Assignment: Tell how many lines in the listing below contain the word "back", giving the number alone.

Source information:

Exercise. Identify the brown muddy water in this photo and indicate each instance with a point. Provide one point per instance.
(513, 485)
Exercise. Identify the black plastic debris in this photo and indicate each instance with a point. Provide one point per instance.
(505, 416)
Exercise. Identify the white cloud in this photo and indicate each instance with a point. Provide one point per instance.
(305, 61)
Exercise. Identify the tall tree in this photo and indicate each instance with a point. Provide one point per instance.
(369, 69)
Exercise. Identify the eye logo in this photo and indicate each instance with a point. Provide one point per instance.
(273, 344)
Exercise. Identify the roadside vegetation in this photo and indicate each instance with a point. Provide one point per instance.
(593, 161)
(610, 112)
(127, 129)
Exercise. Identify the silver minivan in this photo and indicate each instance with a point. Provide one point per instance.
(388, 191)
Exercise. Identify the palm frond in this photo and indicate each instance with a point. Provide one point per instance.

...

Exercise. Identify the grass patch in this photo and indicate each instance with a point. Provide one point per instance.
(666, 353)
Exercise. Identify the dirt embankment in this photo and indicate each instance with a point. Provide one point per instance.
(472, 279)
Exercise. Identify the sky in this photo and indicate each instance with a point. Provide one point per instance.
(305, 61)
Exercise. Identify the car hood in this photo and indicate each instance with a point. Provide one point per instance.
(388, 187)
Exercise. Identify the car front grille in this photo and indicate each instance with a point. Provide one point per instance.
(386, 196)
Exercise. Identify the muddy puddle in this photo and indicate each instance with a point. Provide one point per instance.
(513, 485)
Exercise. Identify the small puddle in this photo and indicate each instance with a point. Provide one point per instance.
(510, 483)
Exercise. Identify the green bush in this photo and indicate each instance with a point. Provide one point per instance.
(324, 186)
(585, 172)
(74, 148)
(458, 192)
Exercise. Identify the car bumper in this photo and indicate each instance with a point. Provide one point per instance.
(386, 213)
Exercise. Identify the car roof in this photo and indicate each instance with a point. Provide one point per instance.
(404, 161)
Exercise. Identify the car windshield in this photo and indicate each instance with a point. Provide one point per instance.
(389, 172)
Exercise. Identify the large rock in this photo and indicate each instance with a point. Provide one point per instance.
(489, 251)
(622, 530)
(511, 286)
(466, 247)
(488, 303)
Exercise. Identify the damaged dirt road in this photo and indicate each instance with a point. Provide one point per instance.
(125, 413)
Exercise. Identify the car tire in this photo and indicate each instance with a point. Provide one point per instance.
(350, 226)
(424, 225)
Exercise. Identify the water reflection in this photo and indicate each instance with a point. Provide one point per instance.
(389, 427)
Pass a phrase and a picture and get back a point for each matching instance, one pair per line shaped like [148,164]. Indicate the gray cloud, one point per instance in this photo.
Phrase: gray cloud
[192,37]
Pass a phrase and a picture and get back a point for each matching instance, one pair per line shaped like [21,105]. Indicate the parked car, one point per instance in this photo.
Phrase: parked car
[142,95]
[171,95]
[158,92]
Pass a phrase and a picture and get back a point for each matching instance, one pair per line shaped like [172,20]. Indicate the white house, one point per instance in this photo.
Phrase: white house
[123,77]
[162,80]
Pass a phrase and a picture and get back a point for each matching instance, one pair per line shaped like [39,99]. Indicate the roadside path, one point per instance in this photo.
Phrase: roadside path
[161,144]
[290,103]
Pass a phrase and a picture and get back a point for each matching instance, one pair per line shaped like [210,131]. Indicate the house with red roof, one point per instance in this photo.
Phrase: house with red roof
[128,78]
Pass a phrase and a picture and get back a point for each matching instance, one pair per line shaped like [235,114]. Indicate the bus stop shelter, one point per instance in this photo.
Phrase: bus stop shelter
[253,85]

Response box: 6